Restate the lines below, starting at the line that contains "point_to MUST return one point per instance of the area" and ending at the last line, with the requests included. Shift every coordinate in the answers by adding 115 to it.

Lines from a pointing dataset
####
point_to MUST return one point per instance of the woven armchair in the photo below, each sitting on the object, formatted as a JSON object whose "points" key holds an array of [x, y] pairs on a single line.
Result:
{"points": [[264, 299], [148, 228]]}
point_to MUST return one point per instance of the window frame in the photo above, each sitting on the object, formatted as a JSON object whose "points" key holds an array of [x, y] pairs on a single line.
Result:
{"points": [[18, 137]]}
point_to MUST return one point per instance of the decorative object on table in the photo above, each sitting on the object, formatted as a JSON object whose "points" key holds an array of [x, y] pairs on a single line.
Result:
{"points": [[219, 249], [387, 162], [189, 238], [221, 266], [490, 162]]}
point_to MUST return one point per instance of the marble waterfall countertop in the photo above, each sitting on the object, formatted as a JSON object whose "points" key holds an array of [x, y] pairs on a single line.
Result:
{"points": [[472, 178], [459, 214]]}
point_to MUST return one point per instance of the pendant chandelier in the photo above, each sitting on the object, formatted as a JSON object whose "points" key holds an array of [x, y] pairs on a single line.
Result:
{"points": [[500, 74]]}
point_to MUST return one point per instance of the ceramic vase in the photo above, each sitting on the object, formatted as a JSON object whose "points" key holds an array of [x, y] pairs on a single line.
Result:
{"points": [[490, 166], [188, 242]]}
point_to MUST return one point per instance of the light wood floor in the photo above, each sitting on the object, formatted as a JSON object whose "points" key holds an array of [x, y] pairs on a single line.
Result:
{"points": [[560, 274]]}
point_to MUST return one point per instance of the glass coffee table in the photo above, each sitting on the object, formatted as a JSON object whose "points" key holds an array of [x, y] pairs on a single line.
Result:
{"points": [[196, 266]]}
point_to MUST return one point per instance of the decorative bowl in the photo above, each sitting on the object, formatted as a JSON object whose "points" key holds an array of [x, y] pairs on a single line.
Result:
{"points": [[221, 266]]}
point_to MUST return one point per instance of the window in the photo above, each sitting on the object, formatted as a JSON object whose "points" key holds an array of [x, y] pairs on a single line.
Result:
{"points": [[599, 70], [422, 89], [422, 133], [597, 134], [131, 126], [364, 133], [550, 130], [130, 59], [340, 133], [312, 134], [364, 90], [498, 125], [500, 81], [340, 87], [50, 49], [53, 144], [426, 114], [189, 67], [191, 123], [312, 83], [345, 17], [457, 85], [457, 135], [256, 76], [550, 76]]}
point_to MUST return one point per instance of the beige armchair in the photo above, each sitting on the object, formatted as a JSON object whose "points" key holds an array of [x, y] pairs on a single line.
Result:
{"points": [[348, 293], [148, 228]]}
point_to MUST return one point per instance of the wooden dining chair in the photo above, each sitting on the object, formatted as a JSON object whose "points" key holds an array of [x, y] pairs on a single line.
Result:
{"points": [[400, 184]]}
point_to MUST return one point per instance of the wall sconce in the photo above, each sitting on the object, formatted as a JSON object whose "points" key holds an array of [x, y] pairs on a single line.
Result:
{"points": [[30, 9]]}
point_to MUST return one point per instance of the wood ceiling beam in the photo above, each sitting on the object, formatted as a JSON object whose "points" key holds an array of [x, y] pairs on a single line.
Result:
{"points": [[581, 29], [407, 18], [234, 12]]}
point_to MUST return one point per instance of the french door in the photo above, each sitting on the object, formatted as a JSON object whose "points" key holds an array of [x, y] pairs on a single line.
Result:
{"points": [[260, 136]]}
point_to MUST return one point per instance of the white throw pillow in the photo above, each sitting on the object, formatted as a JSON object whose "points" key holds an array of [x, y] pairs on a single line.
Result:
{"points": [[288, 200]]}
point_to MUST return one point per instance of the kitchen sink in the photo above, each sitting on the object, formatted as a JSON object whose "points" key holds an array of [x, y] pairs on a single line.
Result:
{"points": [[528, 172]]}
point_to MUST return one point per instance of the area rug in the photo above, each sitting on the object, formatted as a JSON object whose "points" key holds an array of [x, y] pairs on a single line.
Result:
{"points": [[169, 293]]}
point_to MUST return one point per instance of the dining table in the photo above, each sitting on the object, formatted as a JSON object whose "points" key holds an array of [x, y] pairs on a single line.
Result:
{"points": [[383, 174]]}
####
▸ **Output of the exercise**:
point_to MUST return one point per instance of the area rug in the photo above, each sitting on the object, formatted as a JSON object whose "points" key holds an array of [x, y] pairs on a single line.
Result:
{"points": [[284, 408]]}
point_to MUST return one point per instance of the dining table in the photo above, each sitting on the object, formatted as a JSON object whose "points" key holds an array of [x, y] pairs on a single line.
Result:
{"points": [[498, 289]]}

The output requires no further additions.